## Exercise description
Could you retype every entry below exactly as written?

[[ Data provided, beginning ]]

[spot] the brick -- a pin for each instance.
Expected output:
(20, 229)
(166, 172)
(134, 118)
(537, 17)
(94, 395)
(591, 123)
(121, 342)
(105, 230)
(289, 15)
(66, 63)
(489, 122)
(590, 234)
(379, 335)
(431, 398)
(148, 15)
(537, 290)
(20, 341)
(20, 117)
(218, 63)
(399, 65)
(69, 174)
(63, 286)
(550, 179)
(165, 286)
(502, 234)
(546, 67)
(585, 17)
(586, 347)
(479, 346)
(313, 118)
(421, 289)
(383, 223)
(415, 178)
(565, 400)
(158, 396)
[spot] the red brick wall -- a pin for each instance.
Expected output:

[[ Data provided, end ]]

## Exercise answer
[spot] the brick -- a pin for each instance.
Expected output:
(20, 229)
(166, 172)
(134, 118)
(537, 17)
(94, 395)
(591, 123)
(121, 342)
(105, 230)
(289, 15)
(66, 63)
(489, 122)
(590, 234)
(379, 335)
(431, 398)
(148, 15)
(537, 290)
(20, 341)
(20, 117)
(218, 63)
(399, 65)
(69, 174)
(63, 286)
(550, 179)
(165, 286)
(502, 234)
(546, 67)
(585, 17)
(586, 347)
(479, 346)
(313, 118)
(421, 289)
(383, 223)
(415, 178)
(565, 400)
(158, 396)
[spot] the red brick wall -- a pin for each instance.
Expected output:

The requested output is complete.